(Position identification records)
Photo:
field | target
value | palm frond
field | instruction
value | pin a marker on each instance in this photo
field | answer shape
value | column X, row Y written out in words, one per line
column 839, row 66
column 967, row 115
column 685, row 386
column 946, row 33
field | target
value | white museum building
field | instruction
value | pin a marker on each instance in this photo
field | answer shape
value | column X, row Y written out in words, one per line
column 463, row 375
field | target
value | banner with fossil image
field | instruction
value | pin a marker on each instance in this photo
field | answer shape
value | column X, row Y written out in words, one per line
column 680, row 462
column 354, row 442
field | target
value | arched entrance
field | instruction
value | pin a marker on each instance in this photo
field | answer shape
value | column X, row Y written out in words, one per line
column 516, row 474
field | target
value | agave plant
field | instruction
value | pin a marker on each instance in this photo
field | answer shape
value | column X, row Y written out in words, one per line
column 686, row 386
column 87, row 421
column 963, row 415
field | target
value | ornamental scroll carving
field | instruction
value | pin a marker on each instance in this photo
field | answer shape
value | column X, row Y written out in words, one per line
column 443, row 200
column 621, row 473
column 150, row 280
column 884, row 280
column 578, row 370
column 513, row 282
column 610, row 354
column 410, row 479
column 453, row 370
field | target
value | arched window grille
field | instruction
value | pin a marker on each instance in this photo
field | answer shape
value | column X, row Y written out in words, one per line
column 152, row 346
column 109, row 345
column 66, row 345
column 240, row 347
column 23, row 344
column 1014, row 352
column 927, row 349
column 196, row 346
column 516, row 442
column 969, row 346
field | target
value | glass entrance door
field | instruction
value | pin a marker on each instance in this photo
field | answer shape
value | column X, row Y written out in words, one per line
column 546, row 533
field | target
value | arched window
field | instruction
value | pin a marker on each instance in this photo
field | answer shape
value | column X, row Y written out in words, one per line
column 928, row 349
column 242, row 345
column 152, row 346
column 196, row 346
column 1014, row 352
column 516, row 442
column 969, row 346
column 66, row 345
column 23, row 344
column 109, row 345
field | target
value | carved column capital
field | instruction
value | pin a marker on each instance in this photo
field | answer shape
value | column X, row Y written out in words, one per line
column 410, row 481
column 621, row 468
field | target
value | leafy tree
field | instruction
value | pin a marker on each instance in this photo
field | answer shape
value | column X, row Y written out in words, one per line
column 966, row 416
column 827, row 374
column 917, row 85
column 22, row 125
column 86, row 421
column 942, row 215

* [YOUR TASK] Copy out the stretch of the items above, from their first line through the line containing "column 963, row 415", with both ends included.

* [SOLUTION TO THIS PROBLEM]
Photo:
field | target
value | palm frond
field | instruction
value | pin a marker on each instance in this photo
field | answer shape
value | column X, row Y written out in words, one per line
column 839, row 66
column 967, row 115
column 685, row 386
column 946, row 33
field | target
value | white museum building
field | instruction
value | pin a marker on each instance in this photo
field | answer shape
value | column X, row Y written out in words, one per line
column 463, row 375
field | target
value | banner with fossil image
field | instruction
value | pin a marker on each instance in this photo
field | answer shape
value | column X, row Y written out in words, one per line
column 680, row 462
column 354, row 442
field | target
value | arched entrance
field | instruction
value | pin a marker on each instance in this photo
field | answer shape
value | column X, row Y written out in words, one per line
column 516, row 474
field | target
value | agave plant
field | instruction
value | pin a marker on each instance in this photo
field | answer shape
value | column X, row Y written out in words, one per line
column 686, row 386
column 87, row 421
column 963, row 415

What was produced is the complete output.